=== 练习要求 ===
- 1) 关于这篇MySQL查询教程:
(a) 教程说可以用哪两种方式把学生表的数据读入mysql?
(b) 查找文科学生的语句中,“%”起什么作用?
(c) 按文中说法,除group by之后的字段外,哪些函数才可以另外体现在select里?
- 2) 把这篇MySQL查询教程中从“- inner join”到“机或者Navicat都可以。”这一段重写一遍,并将其中的“虚拟机”替换为“命令行”。

=== 所给文本 ===
* * *

MySQL的DQL查询语句-----在Navicat下
- 将学生表导入Navicat中
- 查询语句
- 查询一整张表
- 查询年龄大于22
- 年龄大于22的女生
- 查找文科的学生
- 查找六班的学生
- 计算学生的总分 (group by)
- 合并两表 (join on xxxx)
- 合并两张表 并求总分
- 先合并在聚合
- 先聚合在合并
- 找到总分分数大于500的学生
- having方法(在group by 之后执行)
- 用where 方法来选择
- 降序排列 (order by xxxx desc )
- 只展示5个学生 (limit number)
- 求前三门课程总分(==where 在group by 之前执行==)
- 合并语句(left join right join 等等)
- inner join 内连接(默认的连接方式)
- left join (左连接)
- right join(右连接)
- union (上下合并)并且去重
- union all (上下合并)并且不去重
- 全连接
- 笛卡尔积
- where in 使用方法
- 自增列插入数据 自增列数据使用null 或 0 占位
- 复习
- 主键 ,FOREIGN KEY 约束建
- 全部代码
在上个DDL博客中找到学生表将其中的数据读入到mysql中,使用虚拟机或者Navicat都可以。
将学生表导入Navicat中
查询语句
查询一整张表
select * from students;
查询年龄大于22
select *
from students
where students.age > 22;
年龄大于22的女生
select clazz
,sname
,age
,gender
from students
where students.age > 22 and students.gender = “女”;
查找文科的学生
select *
from students
where clazz like “%文科%”; # %为模糊匹配
查找六班的学生
select *
from students
where clazz like “%六班%”;
select *
from students
where clazz like “%六%”;
计算学生的总分 (group by)
group by 后面的字段必须在select 里面体现出
并且不能体现出不在group by 之后的字段 只有
sum avg count max min 这些函数才可以另外体现
select score.id
,sum(sco)
from score
group by score.id;
这是计算全部学生的总和 可以看成是一个值 在where 判断语句中可以直接用
select sum(sco) from score;
合并两表 (join on xxxx)

* * *

=== 数据行 ===

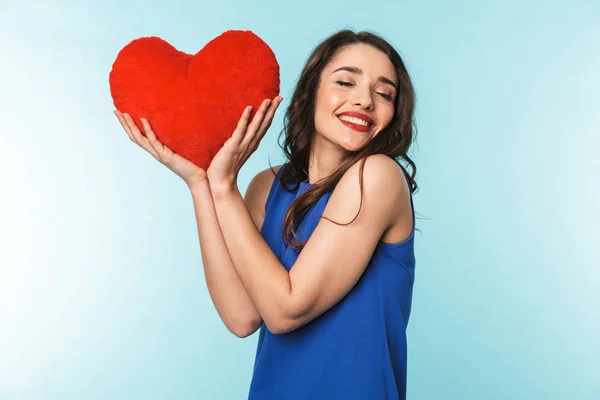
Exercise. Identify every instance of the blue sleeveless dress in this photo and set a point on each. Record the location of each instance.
(357, 349)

* * *

=== 最终结果 ===
- 1)
(a) 使用虚拟机或者Navicat都可以。
(b) %为模糊匹配。
(c) sum、avg、count、max、min。

- 2)
- inner join 内连接(默认的连接方式)
- left join (左连接)
- right join(右连接)
- union (上下合并)并且去重
- union all (上下合并)并且不去重
- 全连接
- 笛卡尔积
- where in 使用方法
- 自增列插入数据 自增列数据使用null 或 0 占位
- 复习
- 主键 ,FOREIGN KEY 约束建
- 全部代码
在上个DDL博客中找到学生表将其中的数据读入到mysql中,使用命令行或者Navicat都可以。